原文の抜粋
════════════════
例えば、「活動休止前の嵐のライブチケットが当たった!」と言うと「めっちゃすごいじゃん!ヤフオク出したい(笑)」と言われたり、「ディズニーシーの餃子ドッグ美味しいんだよ!写真見て!」「えっ芋虫みたいで美味しくなさそう」、私の行きつけの喫茶店に連れて行って支払いの際にカードを出したところ、自分がPayPayの残金を使い切りたいからと私のカードを下げさせた挙句支払いに手間取り店員が困った顔をしていた。

 

 

カウンター席しかなく予約しないと入れないような人気店。彼が行きたいと言うから私が予約をしたのに(行きたいというなら自分で予約くらいしろ!)、注文したものが出てくるまでiPhoneで野球を見ていることもあった。そのときは不快に思いつつも直接言うことができなくて、少し経ってからやっぱり私はあのときすごく嫌な気持ちになったんだとキレてしまった。
════════════════
やること
1) 彼とのエピソードの文章で、喫茶店の支払いのときに彼が使い切りたかったものは何ですか。
2) 彼とのエピソードの文章から、「カウンター席しかなく予約しな」から「なったんだとキレてしまった。」までを全部書き写してください。
3) 彼とのエピソードの文章の続きを、最後の文のあとから書いてください。
項目は彼とのエピソードの文章とは関係がありません。

[保存された項目]
════════════════
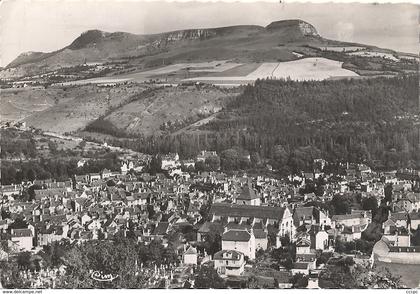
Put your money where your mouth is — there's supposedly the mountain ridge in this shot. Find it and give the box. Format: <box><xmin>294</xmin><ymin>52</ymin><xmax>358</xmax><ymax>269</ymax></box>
<box><xmin>5</xmin><ymin>19</ymin><xmax>321</xmax><ymax>68</ymax></box>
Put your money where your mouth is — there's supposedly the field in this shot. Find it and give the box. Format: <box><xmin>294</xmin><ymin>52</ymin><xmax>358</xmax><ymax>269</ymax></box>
<box><xmin>62</xmin><ymin>60</ymin><xmax>242</xmax><ymax>85</ymax></box>
<box><xmin>319</xmin><ymin>46</ymin><xmax>366</xmax><ymax>52</ymax></box>
<box><xmin>184</xmin><ymin>58</ymin><xmax>358</xmax><ymax>84</ymax></box>
<box><xmin>349</xmin><ymin>51</ymin><xmax>399</xmax><ymax>62</ymax></box>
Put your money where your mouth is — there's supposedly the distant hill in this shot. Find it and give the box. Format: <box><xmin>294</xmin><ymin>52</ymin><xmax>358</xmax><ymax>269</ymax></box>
<box><xmin>6</xmin><ymin>20</ymin><xmax>364</xmax><ymax>75</ymax></box>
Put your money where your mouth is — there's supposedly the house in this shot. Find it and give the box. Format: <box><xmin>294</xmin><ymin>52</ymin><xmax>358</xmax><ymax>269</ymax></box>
<box><xmin>161</xmin><ymin>153</ymin><xmax>179</xmax><ymax>170</ymax></box>
<box><xmin>235</xmin><ymin>182</ymin><xmax>261</xmax><ymax>205</ymax></box>
<box><xmin>338</xmin><ymin>225</ymin><xmax>367</xmax><ymax>242</ymax></box>
<box><xmin>382</xmin><ymin>215</ymin><xmax>410</xmax><ymax>246</ymax></box>
<box><xmin>331</xmin><ymin>211</ymin><xmax>372</xmax><ymax>228</ymax></box>
<box><xmin>293</xmin><ymin>206</ymin><xmax>331</xmax><ymax>227</ymax></box>
<box><xmin>150</xmin><ymin>222</ymin><xmax>170</xmax><ymax>239</ymax></box>
<box><xmin>394</xmin><ymin>192</ymin><xmax>420</xmax><ymax>213</ymax></box>
<box><xmin>0</xmin><ymin>185</ymin><xmax>22</xmax><ymax>196</ymax></box>
<box><xmin>196</xmin><ymin>150</ymin><xmax>217</xmax><ymax>162</ymax></box>
<box><xmin>253</xmin><ymin>229</ymin><xmax>268</xmax><ymax>250</ymax></box>
<box><xmin>184</xmin><ymin>246</ymin><xmax>198</xmax><ymax>265</ymax></box>
<box><xmin>10</xmin><ymin>229</ymin><xmax>33</xmax><ymax>251</ymax></box>
<box><xmin>77</xmin><ymin>158</ymin><xmax>87</xmax><ymax>168</ymax></box>
<box><xmin>102</xmin><ymin>168</ymin><xmax>112</xmax><ymax>179</ymax></box>
<box><xmin>213</xmin><ymin>250</ymin><xmax>245</xmax><ymax>276</ymax></box>
<box><xmin>209</xmin><ymin>203</ymin><xmax>295</xmax><ymax>244</ymax></box>
<box><xmin>222</xmin><ymin>229</ymin><xmax>256</xmax><ymax>259</ymax></box>
<box><xmin>89</xmin><ymin>173</ymin><xmax>101</xmax><ymax>182</ymax></box>
<box><xmin>372</xmin><ymin>236</ymin><xmax>420</xmax><ymax>265</ymax></box>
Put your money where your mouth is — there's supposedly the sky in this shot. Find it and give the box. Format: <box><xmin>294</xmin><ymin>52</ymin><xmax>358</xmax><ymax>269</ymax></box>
<box><xmin>0</xmin><ymin>0</ymin><xmax>419</xmax><ymax>66</ymax></box>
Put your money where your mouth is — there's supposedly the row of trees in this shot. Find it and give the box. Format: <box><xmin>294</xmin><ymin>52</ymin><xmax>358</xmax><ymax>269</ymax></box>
<box><xmin>85</xmin><ymin>75</ymin><xmax>420</xmax><ymax>171</ymax></box>
<box><xmin>1</xmin><ymin>153</ymin><xmax>120</xmax><ymax>185</ymax></box>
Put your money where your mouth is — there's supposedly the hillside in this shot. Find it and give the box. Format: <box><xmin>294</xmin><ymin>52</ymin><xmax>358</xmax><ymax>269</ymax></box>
<box><xmin>0</xmin><ymin>20</ymin><xmax>374</xmax><ymax>78</ymax></box>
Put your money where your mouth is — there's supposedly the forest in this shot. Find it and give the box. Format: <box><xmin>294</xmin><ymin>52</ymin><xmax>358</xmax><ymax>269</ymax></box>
<box><xmin>86</xmin><ymin>75</ymin><xmax>420</xmax><ymax>170</ymax></box>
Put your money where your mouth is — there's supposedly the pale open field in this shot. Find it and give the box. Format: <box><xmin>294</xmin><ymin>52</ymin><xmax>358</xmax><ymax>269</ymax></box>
<box><xmin>319</xmin><ymin>46</ymin><xmax>366</xmax><ymax>52</ymax></box>
<box><xmin>60</xmin><ymin>60</ymin><xmax>242</xmax><ymax>86</ymax></box>
<box><xmin>185</xmin><ymin>57</ymin><xmax>358</xmax><ymax>83</ymax></box>
<box><xmin>349</xmin><ymin>51</ymin><xmax>399</xmax><ymax>61</ymax></box>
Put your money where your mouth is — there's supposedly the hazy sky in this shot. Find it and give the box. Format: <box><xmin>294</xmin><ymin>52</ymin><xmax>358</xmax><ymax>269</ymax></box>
<box><xmin>0</xmin><ymin>0</ymin><xmax>419</xmax><ymax>66</ymax></box>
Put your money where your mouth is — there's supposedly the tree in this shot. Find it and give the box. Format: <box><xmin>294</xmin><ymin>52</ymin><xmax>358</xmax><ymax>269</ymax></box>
<box><xmin>362</xmin><ymin>196</ymin><xmax>378</xmax><ymax>213</ymax></box>
<box><xmin>194</xmin><ymin>265</ymin><xmax>226</xmax><ymax>289</ymax></box>
<box><xmin>330</xmin><ymin>195</ymin><xmax>351</xmax><ymax>215</ymax></box>
<box><xmin>290</xmin><ymin>273</ymin><xmax>309</xmax><ymax>289</ymax></box>
<box><xmin>205</xmin><ymin>156</ymin><xmax>220</xmax><ymax>171</ymax></box>
<box><xmin>58</xmin><ymin>239</ymin><xmax>147</xmax><ymax>289</ymax></box>
<box><xmin>220</xmin><ymin>149</ymin><xmax>239</xmax><ymax>170</ymax></box>
<box><xmin>247</xmin><ymin>275</ymin><xmax>261</xmax><ymax>289</ymax></box>
<box><xmin>271</xmin><ymin>145</ymin><xmax>289</xmax><ymax>169</ymax></box>
<box><xmin>204</xmin><ymin>224</ymin><xmax>223</xmax><ymax>255</ymax></box>
<box><xmin>384</xmin><ymin>183</ymin><xmax>393</xmax><ymax>203</ymax></box>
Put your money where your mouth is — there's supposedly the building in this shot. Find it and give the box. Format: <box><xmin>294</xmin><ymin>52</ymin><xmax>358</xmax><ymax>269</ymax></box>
<box><xmin>331</xmin><ymin>211</ymin><xmax>372</xmax><ymax>228</ymax></box>
<box><xmin>213</xmin><ymin>250</ymin><xmax>245</xmax><ymax>276</ymax></box>
<box><xmin>10</xmin><ymin>229</ymin><xmax>33</xmax><ymax>251</ymax></box>
<box><xmin>293</xmin><ymin>206</ymin><xmax>331</xmax><ymax>227</ymax></box>
<box><xmin>210</xmin><ymin>203</ymin><xmax>295</xmax><ymax>241</ymax></box>
<box><xmin>161</xmin><ymin>153</ymin><xmax>180</xmax><ymax>170</ymax></box>
<box><xmin>236</xmin><ymin>182</ymin><xmax>261</xmax><ymax>205</ymax></box>
<box><xmin>196</xmin><ymin>150</ymin><xmax>217</xmax><ymax>162</ymax></box>
<box><xmin>184</xmin><ymin>246</ymin><xmax>198</xmax><ymax>265</ymax></box>
<box><xmin>372</xmin><ymin>236</ymin><xmax>420</xmax><ymax>264</ymax></box>
<box><xmin>222</xmin><ymin>229</ymin><xmax>256</xmax><ymax>259</ymax></box>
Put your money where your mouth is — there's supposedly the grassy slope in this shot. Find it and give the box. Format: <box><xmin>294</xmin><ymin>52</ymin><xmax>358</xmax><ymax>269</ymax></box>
<box><xmin>25</xmin><ymin>86</ymin><xmax>149</xmax><ymax>133</ymax></box>
<box><xmin>105</xmin><ymin>87</ymin><xmax>238</xmax><ymax>135</ymax></box>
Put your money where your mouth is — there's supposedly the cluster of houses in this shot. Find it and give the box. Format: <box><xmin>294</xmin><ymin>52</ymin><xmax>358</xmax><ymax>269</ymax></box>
<box><xmin>0</xmin><ymin>151</ymin><xmax>420</xmax><ymax>286</ymax></box>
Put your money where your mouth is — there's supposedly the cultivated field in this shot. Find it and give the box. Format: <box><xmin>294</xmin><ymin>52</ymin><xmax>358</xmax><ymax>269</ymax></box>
<box><xmin>319</xmin><ymin>46</ymin><xmax>366</xmax><ymax>52</ymax></box>
<box><xmin>61</xmin><ymin>60</ymin><xmax>242</xmax><ymax>85</ymax></box>
<box><xmin>185</xmin><ymin>57</ymin><xmax>358</xmax><ymax>84</ymax></box>
<box><xmin>349</xmin><ymin>51</ymin><xmax>399</xmax><ymax>62</ymax></box>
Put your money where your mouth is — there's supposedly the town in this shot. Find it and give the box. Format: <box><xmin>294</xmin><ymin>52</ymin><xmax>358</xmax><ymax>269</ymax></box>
<box><xmin>0</xmin><ymin>139</ymin><xmax>420</xmax><ymax>288</ymax></box>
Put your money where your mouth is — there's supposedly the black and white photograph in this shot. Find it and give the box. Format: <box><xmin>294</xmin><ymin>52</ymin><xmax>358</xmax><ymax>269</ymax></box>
<box><xmin>0</xmin><ymin>0</ymin><xmax>420</xmax><ymax>294</ymax></box>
════════════════
課題ごとの結果
1) PayPayの残金です。

2)
カウンター席しかなく予約しないと入れないような人気店。彼が行きたいと言うから私が予約をしたのに(行きたいというなら自分で予約くらいしろ!)、注文したものが出てくるまでiPhoneで野球を見ていることもあった。そのときは不快に思いつつも直接言うことができなくて、少し経ってからやっぱり私はあのときすごく嫌な気持ちになったんだとキレてしまった。

3)
そのときは、「きみが嫌ならやめる」と言われたけれど、そうではなくて、食事を作ってくれている人、サービスを提供してくれているお店の人に失礼なのだということは自分で気づくべきだと思ってあまり強くは言えなかった。そういうデリカシーのなさ、失礼さ、というものにあまりに無頓着だった。そして私は周りの目を気にしすぎていた。マナーとか常識とかを押し付けすぎだったのかな。マナーとは一体何だろう。

 

文字にしてみると「いや、普通にデリカシーのない人なのでは?」と思うのだけれど、好きだったから、自分がすり減るのことに痛みを感じつつもその場では笑っていた。少し前のブログでも書いたけど、感情が遅延してくるタイプなのでその場ですぐ言うことなんてできない。あとから不快感を表明するばかりだった。

 

彼が私に抱いていた違和感についてももっとちゃんと知りたかった。

 

不機嫌になられても何がいけなかったのか分からないときがあるからちゃんと言葉で言ってくれと言われたこと。

 

岸くんと付き合いだしたのは彼がフリーで働き出したころで、私が一人3000円~くらいするお店にばかり行きたいと言うと、「今は仕事を頑張りたいし、お金を使いたくない時期なんだよね」と言われたこと。なのでショッピングモールの中にあるようなお店で食事をした。お金を稼いで貯蓄がたくさんあることと、お金を節約して貯蓄がたくさんあることは違うんだと思った。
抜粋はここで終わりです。